Task:
Retype precisely the section of the data that starts at the line containing "Can you find the tree" and runs to its final line, ends included.

Stored data:
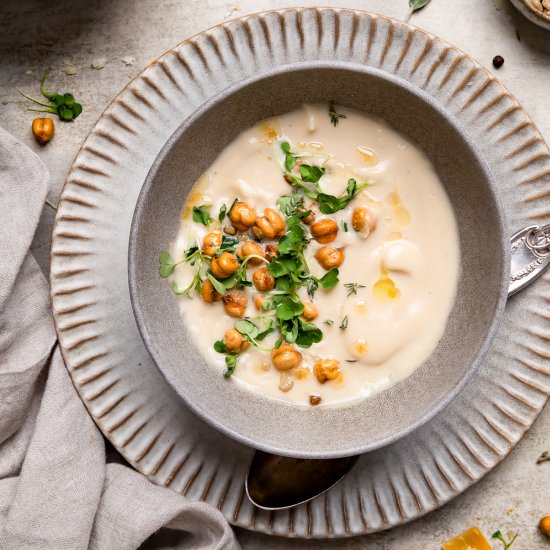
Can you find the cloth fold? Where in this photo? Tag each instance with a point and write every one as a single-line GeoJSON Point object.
{"type": "Point", "coordinates": [56, 489]}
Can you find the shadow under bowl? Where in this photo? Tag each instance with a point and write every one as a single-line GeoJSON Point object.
{"type": "Point", "coordinates": [319, 432]}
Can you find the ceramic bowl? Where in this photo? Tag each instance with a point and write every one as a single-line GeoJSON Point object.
{"type": "Point", "coordinates": [320, 432]}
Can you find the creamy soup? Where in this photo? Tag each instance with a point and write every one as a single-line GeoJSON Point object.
{"type": "Point", "coordinates": [361, 293]}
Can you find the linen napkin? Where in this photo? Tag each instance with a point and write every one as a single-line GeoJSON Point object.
{"type": "Point", "coordinates": [56, 489]}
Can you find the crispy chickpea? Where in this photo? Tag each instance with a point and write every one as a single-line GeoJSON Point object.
{"type": "Point", "coordinates": [224, 265]}
{"type": "Point", "coordinates": [43, 130]}
{"type": "Point", "coordinates": [235, 304]}
{"type": "Point", "coordinates": [208, 293]}
{"type": "Point", "coordinates": [251, 248]}
{"type": "Point", "coordinates": [263, 280]}
{"type": "Point", "coordinates": [286, 357]}
{"type": "Point", "coordinates": [324, 231]}
{"type": "Point", "coordinates": [363, 221]}
{"type": "Point", "coordinates": [235, 341]}
{"type": "Point", "coordinates": [242, 216]}
{"type": "Point", "coordinates": [271, 251]}
{"type": "Point", "coordinates": [269, 226]}
{"type": "Point", "coordinates": [259, 302]}
{"type": "Point", "coordinates": [211, 242]}
{"type": "Point", "coordinates": [326, 369]}
{"type": "Point", "coordinates": [310, 311]}
{"type": "Point", "coordinates": [330, 257]}
{"type": "Point", "coordinates": [544, 525]}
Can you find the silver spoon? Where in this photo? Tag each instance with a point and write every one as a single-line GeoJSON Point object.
{"type": "Point", "coordinates": [276, 482]}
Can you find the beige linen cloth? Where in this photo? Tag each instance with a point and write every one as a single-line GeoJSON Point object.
{"type": "Point", "coordinates": [56, 489]}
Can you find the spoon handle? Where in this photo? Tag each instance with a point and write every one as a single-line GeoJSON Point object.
{"type": "Point", "coordinates": [530, 256]}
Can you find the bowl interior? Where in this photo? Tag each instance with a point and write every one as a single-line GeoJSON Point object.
{"type": "Point", "coordinates": [363, 425]}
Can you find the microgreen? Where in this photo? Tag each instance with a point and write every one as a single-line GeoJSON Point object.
{"type": "Point", "coordinates": [202, 215]}
{"type": "Point", "coordinates": [64, 105]}
{"type": "Point", "coordinates": [220, 346]}
{"type": "Point", "coordinates": [311, 173]}
{"type": "Point", "coordinates": [290, 204]}
{"type": "Point", "coordinates": [352, 288]}
{"type": "Point", "coordinates": [223, 212]}
{"type": "Point", "coordinates": [218, 286]}
{"type": "Point", "coordinates": [231, 362]}
{"type": "Point", "coordinates": [334, 116]}
{"type": "Point", "coordinates": [228, 244]}
{"type": "Point", "coordinates": [498, 535]}
{"type": "Point", "coordinates": [230, 359]}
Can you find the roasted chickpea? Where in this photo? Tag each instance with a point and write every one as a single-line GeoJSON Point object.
{"type": "Point", "coordinates": [263, 280]}
{"type": "Point", "coordinates": [271, 251]}
{"type": "Point", "coordinates": [286, 357]}
{"type": "Point", "coordinates": [211, 242]}
{"type": "Point", "coordinates": [326, 369]}
{"type": "Point", "coordinates": [235, 341]}
{"type": "Point", "coordinates": [330, 257]}
{"type": "Point", "coordinates": [544, 525]}
{"type": "Point", "coordinates": [235, 304]}
{"type": "Point", "coordinates": [43, 130]}
{"type": "Point", "coordinates": [310, 311]}
{"type": "Point", "coordinates": [251, 248]}
{"type": "Point", "coordinates": [324, 231]}
{"type": "Point", "coordinates": [208, 293]}
{"type": "Point", "coordinates": [269, 226]}
{"type": "Point", "coordinates": [224, 265]}
{"type": "Point", "coordinates": [363, 221]}
{"type": "Point", "coordinates": [242, 216]}
{"type": "Point", "coordinates": [259, 302]}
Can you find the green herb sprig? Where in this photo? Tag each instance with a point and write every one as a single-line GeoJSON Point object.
{"type": "Point", "coordinates": [202, 215]}
{"type": "Point", "coordinates": [352, 288]}
{"type": "Point", "coordinates": [63, 105]}
{"type": "Point", "coordinates": [308, 183]}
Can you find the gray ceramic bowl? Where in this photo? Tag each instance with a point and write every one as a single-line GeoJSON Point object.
{"type": "Point", "coordinates": [322, 432]}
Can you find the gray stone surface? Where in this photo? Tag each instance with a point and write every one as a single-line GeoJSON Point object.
{"type": "Point", "coordinates": [34, 35]}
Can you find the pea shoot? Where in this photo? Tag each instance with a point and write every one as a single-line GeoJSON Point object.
{"type": "Point", "coordinates": [63, 105]}
{"type": "Point", "coordinates": [352, 288]}
{"type": "Point", "coordinates": [202, 215]}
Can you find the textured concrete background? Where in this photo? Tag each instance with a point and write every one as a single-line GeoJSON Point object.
{"type": "Point", "coordinates": [35, 34]}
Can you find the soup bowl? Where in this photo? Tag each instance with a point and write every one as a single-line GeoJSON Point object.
{"type": "Point", "coordinates": [362, 425]}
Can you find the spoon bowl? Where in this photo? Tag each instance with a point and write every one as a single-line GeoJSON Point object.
{"type": "Point", "coordinates": [277, 482]}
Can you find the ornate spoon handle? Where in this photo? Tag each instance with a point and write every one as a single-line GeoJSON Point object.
{"type": "Point", "coordinates": [530, 256]}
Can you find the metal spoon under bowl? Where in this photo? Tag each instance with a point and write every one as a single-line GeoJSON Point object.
{"type": "Point", "coordinates": [276, 482]}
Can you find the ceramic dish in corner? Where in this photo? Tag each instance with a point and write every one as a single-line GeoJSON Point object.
{"type": "Point", "coordinates": [128, 397]}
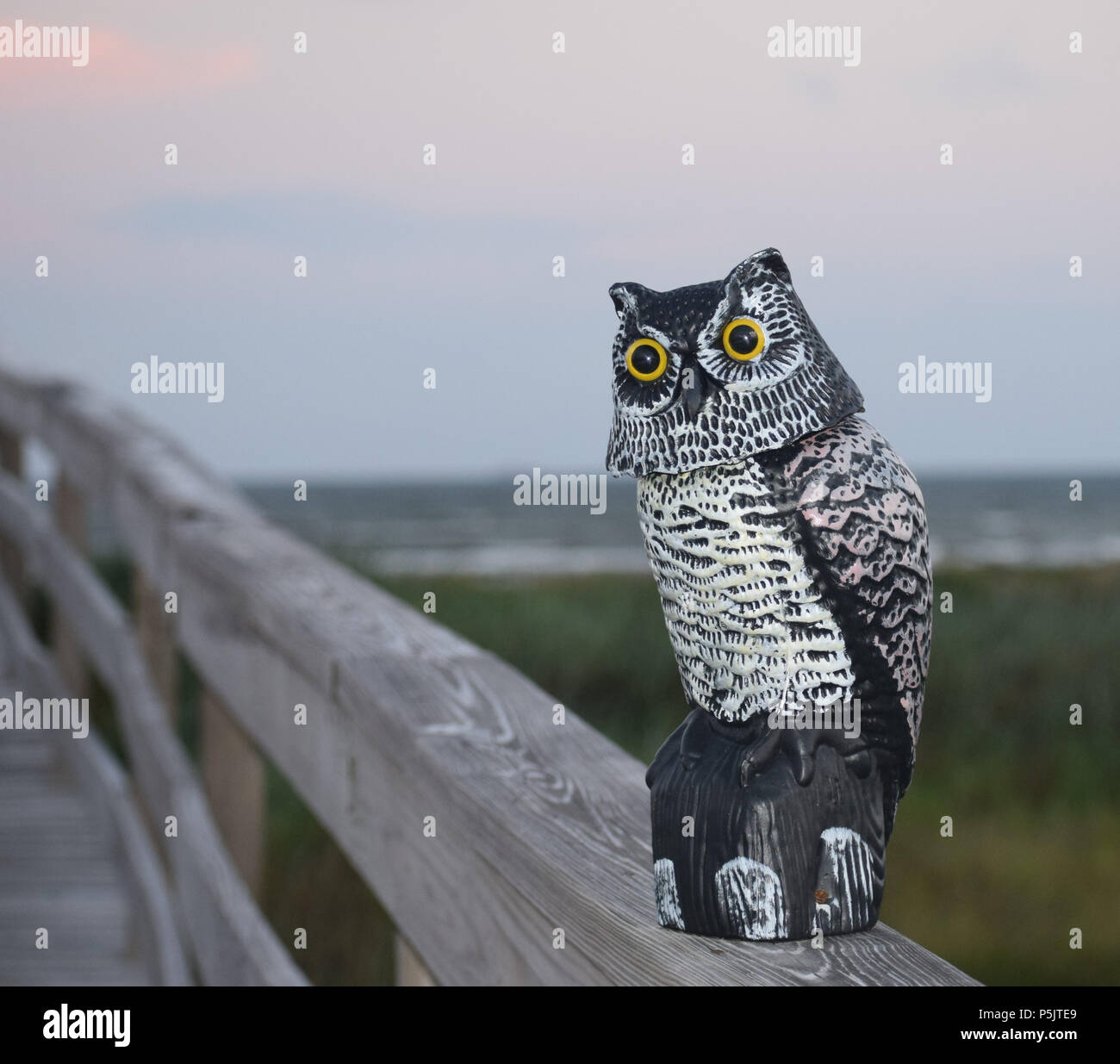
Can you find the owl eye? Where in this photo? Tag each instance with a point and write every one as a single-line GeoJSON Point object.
{"type": "Point", "coordinates": [743, 339]}
{"type": "Point", "coordinates": [646, 359]}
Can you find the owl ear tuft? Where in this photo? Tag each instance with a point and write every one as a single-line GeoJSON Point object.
{"type": "Point", "coordinates": [624, 296]}
{"type": "Point", "coordinates": [766, 261]}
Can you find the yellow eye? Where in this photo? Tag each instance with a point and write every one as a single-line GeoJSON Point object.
{"type": "Point", "coordinates": [744, 339]}
{"type": "Point", "coordinates": [646, 359]}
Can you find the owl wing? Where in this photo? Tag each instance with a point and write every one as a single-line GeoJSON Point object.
{"type": "Point", "coordinates": [862, 523]}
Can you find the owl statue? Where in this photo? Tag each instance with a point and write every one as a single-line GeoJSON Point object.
{"type": "Point", "coordinates": [788, 544]}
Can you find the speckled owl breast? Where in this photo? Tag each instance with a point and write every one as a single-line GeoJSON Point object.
{"type": "Point", "coordinates": [749, 627]}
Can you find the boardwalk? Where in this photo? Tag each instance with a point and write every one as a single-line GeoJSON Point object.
{"type": "Point", "coordinates": [382, 720]}
{"type": "Point", "coordinates": [63, 869]}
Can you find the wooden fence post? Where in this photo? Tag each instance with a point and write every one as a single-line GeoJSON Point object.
{"type": "Point", "coordinates": [233, 776]}
{"type": "Point", "coordinates": [11, 563]}
{"type": "Point", "coordinates": [410, 969]}
{"type": "Point", "coordinates": [70, 516]}
{"type": "Point", "coordinates": [156, 637]}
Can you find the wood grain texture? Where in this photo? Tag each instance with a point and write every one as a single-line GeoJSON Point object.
{"type": "Point", "coordinates": [156, 635]}
{"type": "Point", "coordinates": [410, 970]}
{"type": "Point", "coordinates": [538, 828]}
{"type": "Point", "coordinates": [233, 779]}
{"type": "Point", "coordinates": [232, 943]}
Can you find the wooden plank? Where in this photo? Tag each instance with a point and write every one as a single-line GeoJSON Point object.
{"type": "Point", "coordinates": [233, 777]}
{"type": "Point", "coordinates": [410, 969]}
{"type": "Point", "coordinates": [232, 942]}
{"type": "Point", "coordinates": [70, 518]}
{"type": "Point", "coordinates": [11, 563]}
{"type": "Point", "coordinates": [156, 635]}
{"type": "Point", "coordinates": [540, 828]}
{"type": "Point", "coordinates": [60, 869]}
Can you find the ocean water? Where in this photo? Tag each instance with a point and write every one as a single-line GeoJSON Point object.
{"type": "Point", "coordinates": [476, 527]}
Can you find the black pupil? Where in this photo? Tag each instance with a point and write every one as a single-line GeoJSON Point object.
{"type": "Point", "coordinates": [645, 358]}
{"type": "Point", "coordinates": [743, 339]}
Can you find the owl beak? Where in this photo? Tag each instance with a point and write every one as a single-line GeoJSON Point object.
{"type": "Point", "coordinates": [694, 395]}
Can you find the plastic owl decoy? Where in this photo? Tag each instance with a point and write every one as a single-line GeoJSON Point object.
{"type": "Point", "coordinates": [790, 548]}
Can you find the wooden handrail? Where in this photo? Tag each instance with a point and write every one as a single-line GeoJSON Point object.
{"type": "Point", "coordinates": [233, 943]}
{"type": "Point", "coordinates": [540, 829]}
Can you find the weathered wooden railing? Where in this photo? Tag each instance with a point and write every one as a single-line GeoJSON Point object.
{"type": "Point", "coordinates": [484, 828]}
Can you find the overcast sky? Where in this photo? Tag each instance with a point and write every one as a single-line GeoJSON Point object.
{"type": "Point", "coordinates": [538, 155]}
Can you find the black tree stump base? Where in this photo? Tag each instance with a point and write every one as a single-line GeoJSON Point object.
{"type": "Point", "coordinates": [768, 858]}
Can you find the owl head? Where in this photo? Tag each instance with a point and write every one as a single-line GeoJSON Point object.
{"type": "Point", "coordinates": [718, 372]}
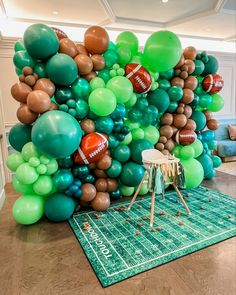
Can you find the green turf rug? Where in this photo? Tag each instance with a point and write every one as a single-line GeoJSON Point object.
{"type": "Point", "coordinates": [119, 244]}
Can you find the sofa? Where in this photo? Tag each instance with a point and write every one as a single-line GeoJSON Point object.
{"type": "Point", "coordinates": [226, 148]}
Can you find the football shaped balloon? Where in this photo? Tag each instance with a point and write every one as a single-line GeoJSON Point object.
{"type": "Point", "coordinates": [139, 77]}
{"type": "Point", "coordinates": [92, 147]}
{"type": "Point", "coordinates": [185, 136]}
{"type": "Point", "coordinates": [213, 83]}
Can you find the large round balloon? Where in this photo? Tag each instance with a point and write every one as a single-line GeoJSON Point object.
{"type": "Point", "coordinates": [41, 41]}
{"type": "Point", "coordinates": [56, 134]}
{"type": "Point", "coordinates": [162, 51]}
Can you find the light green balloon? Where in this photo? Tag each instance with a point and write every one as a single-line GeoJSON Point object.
{"type": "Point", "coordinates": [43, 185]}
{"type": "Point", "coordinates": [29, 150]}
{"type": "Point", "coordinates": [121, 87]}
{"type": "Point", "coordinates": [28, 209]}
{"type": "Point", "coordinates": [102, 101]}
{"type": "Point", "coordinates": [14, 161]}
{"type": "Point", "coordinates": [151, 134]}
{"type": "Point", "coordinates": [26, 174]}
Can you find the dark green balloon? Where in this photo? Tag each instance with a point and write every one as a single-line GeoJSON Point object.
{"type": "Point", "coordinates": [115, 169]}
{"type": "Point", "coordinates": [62, 69]}
{"type": "Point", "coordinates": [104, 125]}
{"type": "Point", "coordinates": [22, 59]}
{"type": "Point", "coordinates": [160, 99]}
{"type": "Point", "coordinates": [132, 174]}
{"type": "Point", "coordinates": [41, 41]}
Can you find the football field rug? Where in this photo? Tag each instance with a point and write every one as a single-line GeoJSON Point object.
{"type": "Point", "coordinates": [120, 243]}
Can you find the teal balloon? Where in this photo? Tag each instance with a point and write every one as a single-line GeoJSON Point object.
{"type": "Point", "coordinates": [56, 134]}
{"type": "Point", "coordinates": [132, 174]}
{"type": "Point", "coordinates": [200, 119]}
{"type": "Point", "coordinates": [137, 147]}
{"type": "Point", "coordinates": [62, 69]}
{"type": "Point", "coordinates": [162, 51]}
{"type": "Point", "coordinates": [41, 41]}
{"type": "Point", "coordinates": [22, 59]}
{"type": "Point", "coordinates": [19, 135]}
{"type": "Point", "coordinates": [80, 89]}
{"type": "Point", "coordinates": [104, 125]}
{"type": "Point", "coordinates": [115, 169]}
{"type": "Point", "coordinates": [160, 99]}
{"type": "Point", "coordinates": [59, 207]}
{"type": "Point", "coordinates": [121, 153]}
{"type": "Point", "coordinates": [28, 209]}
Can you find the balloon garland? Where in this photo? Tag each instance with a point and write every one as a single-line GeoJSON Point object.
{"type": "Point", "coordinates": [87, 111]}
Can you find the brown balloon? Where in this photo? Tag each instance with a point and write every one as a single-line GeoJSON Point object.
{"type": "Point", "coordinates": [177, 82]}
{"type": "Point", "coordinates": [98, 62]}
{"type": "Point", "coordinates": [180, 120]}
{"type": "Point", "coordinates": [191, 82]}
{"type": "Point", "coordinates": [191, 125]}
{"type": "Point", "coordinates": [20, 91]}
{"type": "Point", "coordinates": [96, 40]}
{"type": "Point", "coordinates": [68, 47]}
{"type": "Point", "coordinates": [25, 115]}
{"type": "Point", "coordinates": [167, 119]}
{"type": "Point", "coordinates": [45, 85]}
{"type": "Point", "coordinates": [190, 53]}
{"type": "Point", "coordinates": [212, 124]}
{"type": "Point", "coordinates": [38, 101]}
{"type": "Point", "coordinates": [101, 202]}
{"type": "Point", "coordinates": [101, 185]}
{"type": "Point", "coordinates": [88, 192]}
{"type": "Point", "coordinates": [104, 162]}
{"type": "Point", "coordinates": [112, 185]}
{"type": "Point", "coordinates": [188, 96]}
{"type": "Point", "coordinates": [87, 125]}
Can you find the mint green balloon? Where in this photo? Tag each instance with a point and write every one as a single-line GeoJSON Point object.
{"type": "Point", "coordinates": [26, 174]}
{"type": "Point", "coordinates": [151, 133]}
{"type": "Point", "coordinates": [29, 150]}
{"type": "Point", "coordinates": [43, 185]}
{"type": "Point", "coordinates": [121, 87]}
{"type": "Point", "coordinates": [14, 161]}
{"type": "Point", "coordinates": [28, 209]}
{"type": "Point", "coordinates": [102, 101]}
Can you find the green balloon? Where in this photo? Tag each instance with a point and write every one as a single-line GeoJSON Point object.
{"type": "Point", "coordinates": [14, 161]}
{"type": "Point", "coordinates": [22, 59]}
{"type": "Point", "coordinates": [132, 174]}
{"type": "Point", "coordinates": [217, 103]}
{"type": "Point", "coordinates": [127, 40]}
{"type": "Point", "coordinates": [25, 189]}
{"type": "Point", "coordinates": [102, 101]}
{"type": "Point", "coordinates": [121, 153]}
{"type": "Point", "coordinates": [43, 185]}
{"type": "Point", "coordinates": [115, 169]}
{"type": "Point", "coordinates": [97, 83]}
{"type": "Point", "coordinates": [62, 69]}
{"type": "Point", "coordinates": [56, 134]}
{"type": "Point", "coordinates": [175, 93]}
{"type": "Point", "coordinates": [137, 147]}
{"type": "Point", "coordinates": [41, 41]}
{"type": "Point", "coordinates": [121, 87]}
{"type": "Point", "coordinates": [80, 89]}
{"type": "Point", "coordinates": [160, 99]}
{"type": "Point", "coordinates": [193, 173]}
{"type": "Point", "coordinates": [126, 191]}
{"type": "Point", "coordinates": [162, 51]}
{"type": "Point", "coordinates": [151, 134]}
{"type": "Point", "coordinates": [26, 174]}
{"type": "Point", "coordinates": [40, 69]}
{"type": "Point", "coordinates": [59, 207]}
{"type": "Point", "coordinates": [28, 209]}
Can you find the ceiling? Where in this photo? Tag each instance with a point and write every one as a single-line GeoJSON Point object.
{"type": "Point", "coordinates": [211, 19]}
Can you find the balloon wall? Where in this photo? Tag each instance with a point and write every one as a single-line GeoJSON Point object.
{"type": "Point", "coordinates": [87, 111]}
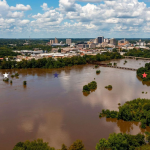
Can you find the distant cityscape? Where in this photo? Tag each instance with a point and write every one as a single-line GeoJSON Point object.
{"type": "Point", "coordinates": [92, 47]}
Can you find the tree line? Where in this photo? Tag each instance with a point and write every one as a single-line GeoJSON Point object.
{"type": "Point", "coordinates": [135, 110]}
{"type": "Point", "coordinates": [145, 69]}
{"type": "Point", "coordinates": [59, 63]}
{"type": "Point", "coordinates": [115, 142]}
{"type": "Point", "coordinates": [138, 53]}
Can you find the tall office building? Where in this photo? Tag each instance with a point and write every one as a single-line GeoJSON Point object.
{"type": "Point", "coordinates": [95, 40]}
{"type": "Point", "coordinates": [100, 39]}
{"type": "Point", "coordinates": [113, 41]}
{"type": "Point", "coordinates": [56, 41]}
{"type": "Point", "coordinates": [106, 40]}
{"type": "Point", "coordinates": [51, 41]}
{"type": "Point", "coordinates": [68, 41]}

Answer to the task:
Can you find the tree line? Where in this photo? Tag each instance with a point and write every one as a single-line GeoJSON Point object.
{"type": "Point", "coordinates": [135, 110]}
{"type": "Point", "coordinates": [145, 69]}
{"type": "Point", "coordinates": [59, 63]}
{"type": "Point", "coordinates": [115, 142]}
{"type": "Point", "coordinates": [138, 53]}
Can you find the tall office building? Where in this photo? Tag each instance with a point and write every one as a single-line GeoJSON Point object.
{"type": "Point", "coordinates": [95, 40]}
{"type": "Point", "coordinates": [100, 39]}
{"type": "Point", "coordinates": [113, 41]}
{"type": "Point", "coordinates": [56, 41]}
{"type": "Point", "coordinates": [106, 40]}
{"type": "Point", "coordinates": [51, 41]}
{"type": "Point", "coordinates": [68, 41]}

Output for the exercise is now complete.